**WORK TO COMPLETE**
• 1. According to the Kroger passage, what share of Kroger's total sales came from its convenience stores in 2016?
• 2. Repeat the Kroger passage word for word, everything from "Possible suitors to" down to "Corp., Findlay, Ohio.".

#### STUDY TEXT

Kroger owns 2,793 supermarkets, about 1,425 with fuel centers, under a variety of banners in 35 states and the District of Columbia. It operates five convenience-store divisions with a total of 784 convenience stores (726 with fuel) in 18 states: 129 Kwik Shop c-stores in Iowa, Kansas and Nebraska; 170 Loaf ‘N Jug c-stores in Colorado, Montana, North Dakota, Nebraska, New Mexico, South Dakota and Wyoming; 101 Quik Stop c-stores in California and Nevada; 117 Tom Thumb c-stores in Alabama, Florida, Mississippi and Tennessee; and 267 Turkey Hill Minit Markets in Indiana, Ohio and Pennsylvania.
It also has 2,258 pharmacies, 307 fine jewelry stores, 222 retail health clinics and 38 food production plants including Turkey Hill Dairy. The supermarket fuel centers and Turkey Hill Dairy are not included in the review. Kroger's convenience-store division ranked No. 10 on CSP's 2017 Top 202 list of the largest c-store chains in the United States.
Kroger's c-store business generated revenue of $1.4 billion and sold 1.2 billion gallons of fuel in 2016. The business unit has delivered 62 consecutive quarters of identical-store sales growth, said the company. In 2016, the c-stores accounted for 4% of Kroger’s total sales.
Possible suitors to acquire the c-stores include 7-Eleven Inc., Irving, Texas; Alimentation Couche-Tard Inc., Laval, Quebec.; Casey’s General Stores Inc., Ankeny, Iowa; and Marathon Petroleum Corp., Findlay, Ohio.
Accelerating technology
Kroger said it is uniquely positioned to win with customers by accelerating its digital and e-commerce efforts, applying its customer data and personalization expertise through its 84.51 business-development lab to even more aspects of the business:
- Kroger will redesign the front end of the stores to maximize them for self-checkout, including expanding its 20-store Scan, Bag, Go pilot to 400 stores in 2018.

########
#### EXCERPTED RECORDS

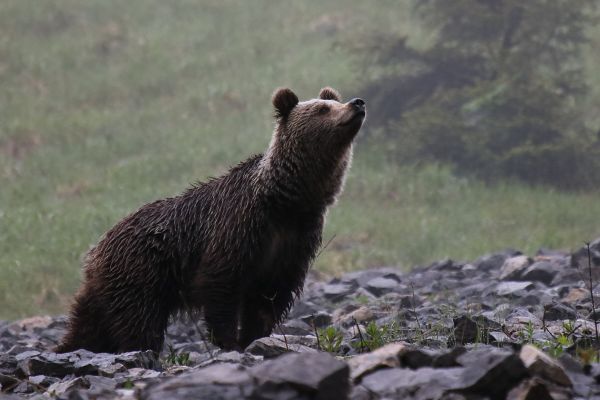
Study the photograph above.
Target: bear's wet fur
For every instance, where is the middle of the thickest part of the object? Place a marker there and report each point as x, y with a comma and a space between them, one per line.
236, 248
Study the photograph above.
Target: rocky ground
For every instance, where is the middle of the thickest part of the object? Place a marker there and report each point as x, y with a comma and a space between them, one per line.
506, 325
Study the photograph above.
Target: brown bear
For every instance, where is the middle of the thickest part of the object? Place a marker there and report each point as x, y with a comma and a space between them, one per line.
236, 248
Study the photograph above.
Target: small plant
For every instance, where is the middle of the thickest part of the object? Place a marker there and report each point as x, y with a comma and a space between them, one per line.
175, 358
526, 335
377, 336
128, 384
330, 339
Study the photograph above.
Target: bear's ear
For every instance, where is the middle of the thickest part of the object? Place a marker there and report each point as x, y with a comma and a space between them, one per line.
284, 100
328, 93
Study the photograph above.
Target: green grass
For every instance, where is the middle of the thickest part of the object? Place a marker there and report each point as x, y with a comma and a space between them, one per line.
106, 105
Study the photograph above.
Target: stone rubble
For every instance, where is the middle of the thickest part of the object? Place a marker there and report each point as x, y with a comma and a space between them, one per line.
505, 326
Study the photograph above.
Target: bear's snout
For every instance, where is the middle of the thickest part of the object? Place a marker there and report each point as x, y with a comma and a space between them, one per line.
358, 103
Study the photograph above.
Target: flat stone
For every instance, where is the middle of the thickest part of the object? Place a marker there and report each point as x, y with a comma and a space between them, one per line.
494, 261
219, 381
319, 319
530, 389
512, 287
380, 285
271, 347
337, 291
575, 295
540, 364
310, 375
490, 371
387, 356
295, 327
541, 271
558, 312
424, 383
59, 388
513, 267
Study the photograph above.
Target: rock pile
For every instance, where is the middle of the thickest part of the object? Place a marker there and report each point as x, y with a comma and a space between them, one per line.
506, 326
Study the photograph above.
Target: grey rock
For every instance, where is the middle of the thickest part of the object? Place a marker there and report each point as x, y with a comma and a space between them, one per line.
424, 383
490, 371
47, 364
302, 309
512, 288
494, 261
320, 319
271, 347
381, 285
540, 364
313, 375
62, 387
513, 268
387, 356
473, 329
337, 291
530, 389
295, 327
42, 380
541, 271
219, 382
558, 311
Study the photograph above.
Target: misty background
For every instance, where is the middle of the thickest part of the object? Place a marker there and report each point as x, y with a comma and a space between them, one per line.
482, 132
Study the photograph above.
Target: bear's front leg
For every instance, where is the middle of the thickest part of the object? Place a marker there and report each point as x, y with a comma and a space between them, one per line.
221, 308
257, 319
262, 312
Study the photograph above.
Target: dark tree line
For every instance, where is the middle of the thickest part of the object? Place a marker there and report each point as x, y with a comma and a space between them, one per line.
496, 95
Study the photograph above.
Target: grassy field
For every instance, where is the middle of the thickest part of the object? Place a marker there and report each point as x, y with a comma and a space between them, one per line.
106, 105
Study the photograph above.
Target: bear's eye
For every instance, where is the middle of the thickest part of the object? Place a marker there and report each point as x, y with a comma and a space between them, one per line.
323, 110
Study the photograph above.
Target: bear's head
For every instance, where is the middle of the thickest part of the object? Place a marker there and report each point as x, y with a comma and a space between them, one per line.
311, 147
323, 124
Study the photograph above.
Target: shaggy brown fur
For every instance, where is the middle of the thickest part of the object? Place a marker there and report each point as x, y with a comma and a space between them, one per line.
236, 248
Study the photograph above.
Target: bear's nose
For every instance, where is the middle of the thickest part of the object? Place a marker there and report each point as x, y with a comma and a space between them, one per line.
358, 103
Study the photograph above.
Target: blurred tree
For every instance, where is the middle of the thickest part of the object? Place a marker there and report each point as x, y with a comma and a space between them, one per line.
497, 92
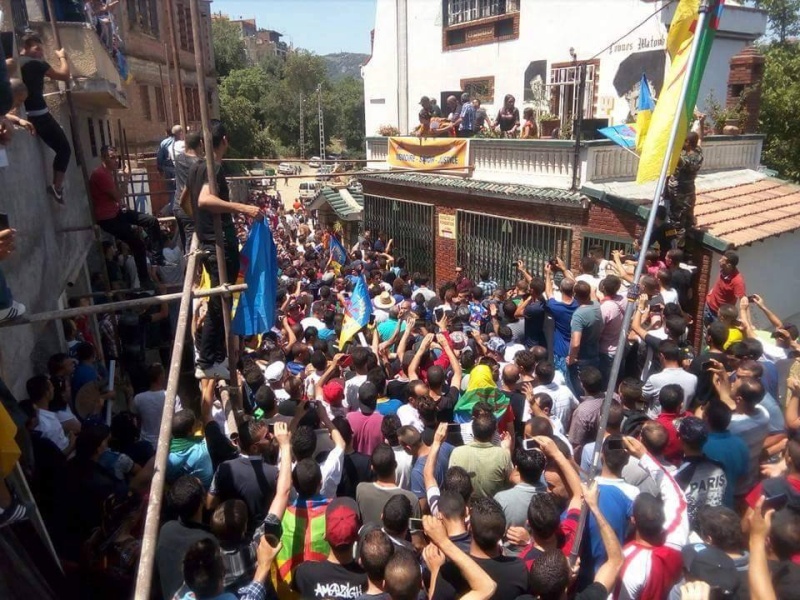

########

**ANSWERS TO THE PROBLEMS**
• 1. 4%

• 2.
Possible suitors to acquire the c-stores include 7-Eleven Inc., Irving, Texas; Alimentation Couche-Tard Inc., Laval, Quebec.; Casey’s General Stores Inc., Ankeny, Iowa; and Marathon Petroleum Corp., Findlay, Ohio.